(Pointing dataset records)
<<<<
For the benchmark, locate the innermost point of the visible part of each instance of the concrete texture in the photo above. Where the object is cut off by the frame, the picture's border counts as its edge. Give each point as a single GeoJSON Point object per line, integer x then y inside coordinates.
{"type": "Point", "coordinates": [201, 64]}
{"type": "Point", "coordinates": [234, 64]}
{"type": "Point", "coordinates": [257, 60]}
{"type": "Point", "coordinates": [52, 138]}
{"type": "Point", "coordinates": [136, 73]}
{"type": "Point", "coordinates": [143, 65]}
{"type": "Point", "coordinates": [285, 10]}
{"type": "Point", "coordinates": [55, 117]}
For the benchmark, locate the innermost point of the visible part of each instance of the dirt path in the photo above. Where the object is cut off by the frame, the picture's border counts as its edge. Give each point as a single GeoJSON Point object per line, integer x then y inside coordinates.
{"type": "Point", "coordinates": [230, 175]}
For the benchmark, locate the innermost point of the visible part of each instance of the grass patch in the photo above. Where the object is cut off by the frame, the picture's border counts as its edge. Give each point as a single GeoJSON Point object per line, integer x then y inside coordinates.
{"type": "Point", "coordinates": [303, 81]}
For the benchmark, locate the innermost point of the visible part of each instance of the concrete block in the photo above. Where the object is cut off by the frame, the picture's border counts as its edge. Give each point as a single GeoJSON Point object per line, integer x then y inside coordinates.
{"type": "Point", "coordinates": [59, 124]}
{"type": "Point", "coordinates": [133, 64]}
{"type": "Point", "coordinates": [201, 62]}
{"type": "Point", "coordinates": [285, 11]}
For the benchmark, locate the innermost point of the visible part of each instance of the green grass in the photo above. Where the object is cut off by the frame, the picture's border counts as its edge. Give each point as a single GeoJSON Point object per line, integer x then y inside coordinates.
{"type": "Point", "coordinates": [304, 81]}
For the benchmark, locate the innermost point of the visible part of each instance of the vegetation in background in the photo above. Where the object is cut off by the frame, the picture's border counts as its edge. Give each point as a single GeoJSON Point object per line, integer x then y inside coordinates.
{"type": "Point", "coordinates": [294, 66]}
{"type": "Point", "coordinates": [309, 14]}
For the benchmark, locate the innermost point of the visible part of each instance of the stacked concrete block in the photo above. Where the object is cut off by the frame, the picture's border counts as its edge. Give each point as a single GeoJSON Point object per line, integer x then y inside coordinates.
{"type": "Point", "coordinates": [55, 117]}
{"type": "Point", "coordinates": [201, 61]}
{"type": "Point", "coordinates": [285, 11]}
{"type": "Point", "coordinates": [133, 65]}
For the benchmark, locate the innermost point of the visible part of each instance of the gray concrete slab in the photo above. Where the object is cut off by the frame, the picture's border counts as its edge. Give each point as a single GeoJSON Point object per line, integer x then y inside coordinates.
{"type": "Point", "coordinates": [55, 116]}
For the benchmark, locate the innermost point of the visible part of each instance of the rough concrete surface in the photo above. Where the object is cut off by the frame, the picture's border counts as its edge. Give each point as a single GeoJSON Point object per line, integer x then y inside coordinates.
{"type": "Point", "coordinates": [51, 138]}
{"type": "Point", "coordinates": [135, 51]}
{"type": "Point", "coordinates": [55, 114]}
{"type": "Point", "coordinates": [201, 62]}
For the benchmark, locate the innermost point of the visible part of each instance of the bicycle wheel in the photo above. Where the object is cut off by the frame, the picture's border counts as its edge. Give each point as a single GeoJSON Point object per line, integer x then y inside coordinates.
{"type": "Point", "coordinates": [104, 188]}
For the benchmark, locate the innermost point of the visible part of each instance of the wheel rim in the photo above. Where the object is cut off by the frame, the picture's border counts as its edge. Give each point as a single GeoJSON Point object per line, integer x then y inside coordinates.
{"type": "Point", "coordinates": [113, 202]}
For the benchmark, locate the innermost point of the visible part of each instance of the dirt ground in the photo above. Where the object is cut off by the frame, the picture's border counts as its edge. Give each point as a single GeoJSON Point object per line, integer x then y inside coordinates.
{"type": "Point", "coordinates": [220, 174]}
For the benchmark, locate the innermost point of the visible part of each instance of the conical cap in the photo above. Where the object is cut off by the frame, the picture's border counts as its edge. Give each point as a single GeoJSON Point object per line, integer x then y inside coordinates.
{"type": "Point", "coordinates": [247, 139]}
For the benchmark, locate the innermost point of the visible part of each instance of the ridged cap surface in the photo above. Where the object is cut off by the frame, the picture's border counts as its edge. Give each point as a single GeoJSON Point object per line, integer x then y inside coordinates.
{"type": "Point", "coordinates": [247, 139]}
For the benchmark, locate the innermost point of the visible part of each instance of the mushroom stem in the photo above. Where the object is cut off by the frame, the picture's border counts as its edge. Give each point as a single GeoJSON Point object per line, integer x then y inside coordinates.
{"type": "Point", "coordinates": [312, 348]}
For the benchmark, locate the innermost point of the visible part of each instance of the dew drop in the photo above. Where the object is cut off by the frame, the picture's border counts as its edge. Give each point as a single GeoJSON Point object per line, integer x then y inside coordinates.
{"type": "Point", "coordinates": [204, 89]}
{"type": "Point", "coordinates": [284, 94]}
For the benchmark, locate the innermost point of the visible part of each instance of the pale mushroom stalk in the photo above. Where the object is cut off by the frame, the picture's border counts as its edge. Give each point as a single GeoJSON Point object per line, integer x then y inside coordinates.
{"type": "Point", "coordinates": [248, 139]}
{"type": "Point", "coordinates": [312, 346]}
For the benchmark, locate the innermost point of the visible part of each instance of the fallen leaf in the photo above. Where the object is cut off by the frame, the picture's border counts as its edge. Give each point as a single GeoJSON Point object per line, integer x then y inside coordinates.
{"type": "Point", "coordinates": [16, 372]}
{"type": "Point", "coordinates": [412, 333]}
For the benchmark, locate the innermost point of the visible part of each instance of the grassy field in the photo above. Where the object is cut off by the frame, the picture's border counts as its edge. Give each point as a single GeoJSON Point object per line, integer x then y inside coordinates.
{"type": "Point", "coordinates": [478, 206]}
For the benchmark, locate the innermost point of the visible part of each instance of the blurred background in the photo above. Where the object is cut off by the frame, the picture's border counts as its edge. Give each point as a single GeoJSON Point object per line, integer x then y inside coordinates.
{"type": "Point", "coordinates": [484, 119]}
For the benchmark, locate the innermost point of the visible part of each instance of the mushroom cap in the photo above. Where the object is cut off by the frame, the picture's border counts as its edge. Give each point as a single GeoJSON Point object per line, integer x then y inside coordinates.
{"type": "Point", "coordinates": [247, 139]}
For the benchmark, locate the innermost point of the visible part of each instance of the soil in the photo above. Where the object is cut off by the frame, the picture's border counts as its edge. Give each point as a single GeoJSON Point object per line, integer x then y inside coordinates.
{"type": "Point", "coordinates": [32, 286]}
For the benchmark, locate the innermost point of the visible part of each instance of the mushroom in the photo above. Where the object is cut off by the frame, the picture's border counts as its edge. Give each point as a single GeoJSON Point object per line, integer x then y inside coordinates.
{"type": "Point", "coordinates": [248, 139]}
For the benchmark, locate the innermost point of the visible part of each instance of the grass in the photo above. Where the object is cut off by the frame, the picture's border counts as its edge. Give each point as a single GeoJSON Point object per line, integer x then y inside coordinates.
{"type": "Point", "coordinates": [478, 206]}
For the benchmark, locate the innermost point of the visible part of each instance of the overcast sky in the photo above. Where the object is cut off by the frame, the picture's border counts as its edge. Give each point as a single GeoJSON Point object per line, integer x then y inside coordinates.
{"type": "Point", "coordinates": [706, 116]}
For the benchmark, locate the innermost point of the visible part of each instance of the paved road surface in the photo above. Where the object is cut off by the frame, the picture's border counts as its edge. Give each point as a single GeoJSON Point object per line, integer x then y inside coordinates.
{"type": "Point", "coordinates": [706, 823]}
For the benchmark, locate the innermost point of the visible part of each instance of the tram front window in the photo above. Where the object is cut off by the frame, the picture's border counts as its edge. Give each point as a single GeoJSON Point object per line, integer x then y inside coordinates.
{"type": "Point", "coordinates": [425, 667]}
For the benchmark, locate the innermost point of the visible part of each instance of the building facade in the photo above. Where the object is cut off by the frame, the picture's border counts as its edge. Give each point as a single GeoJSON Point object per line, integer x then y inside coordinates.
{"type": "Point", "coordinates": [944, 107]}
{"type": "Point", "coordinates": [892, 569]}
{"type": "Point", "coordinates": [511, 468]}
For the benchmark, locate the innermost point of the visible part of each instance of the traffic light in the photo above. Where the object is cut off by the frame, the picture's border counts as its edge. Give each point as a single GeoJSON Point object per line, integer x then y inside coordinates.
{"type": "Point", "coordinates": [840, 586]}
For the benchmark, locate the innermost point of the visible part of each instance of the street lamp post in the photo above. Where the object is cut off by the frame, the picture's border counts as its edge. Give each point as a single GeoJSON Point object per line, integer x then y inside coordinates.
>>>>
■ Your goal: All lines from the one that contains "of the building" through the end of the material are to be quoted exactly, with both ends included.

■ Problem solution:
For the benchmark, locate the innermost point of the visible part of each instance of the building facade in the photo above. Where the object is cut off by the frame, the picture's border counts as its edge. Give each point as a single GeoJSON Point object per line, integer x then y inside coordinates.
{"type": "Point", "coordinates": [944, 107]}
{"type": "Point", "coordinates": [892, 569]}
{"type": "Point", "coordinates": [511, 468]}
For the benchmark, locate the innermost point of the visible part of each instance of the traffic light in the photo above. Where the object is cut off by the frame, the picture's border counts as its edge. Give each point as a single GeoJSON Point object per line, integer x then y inside coordinates.
{"type": "Point", "coordinates": [840, 586]}
For the benchmark, locate the innermost point of the visible part of each instance of the street lamp post in the photo above. Where the object is cut off by the frame, the picture's border counts as its edge. Give each point as a single GeoJSON Point object per line, integer x then y inside coordinates.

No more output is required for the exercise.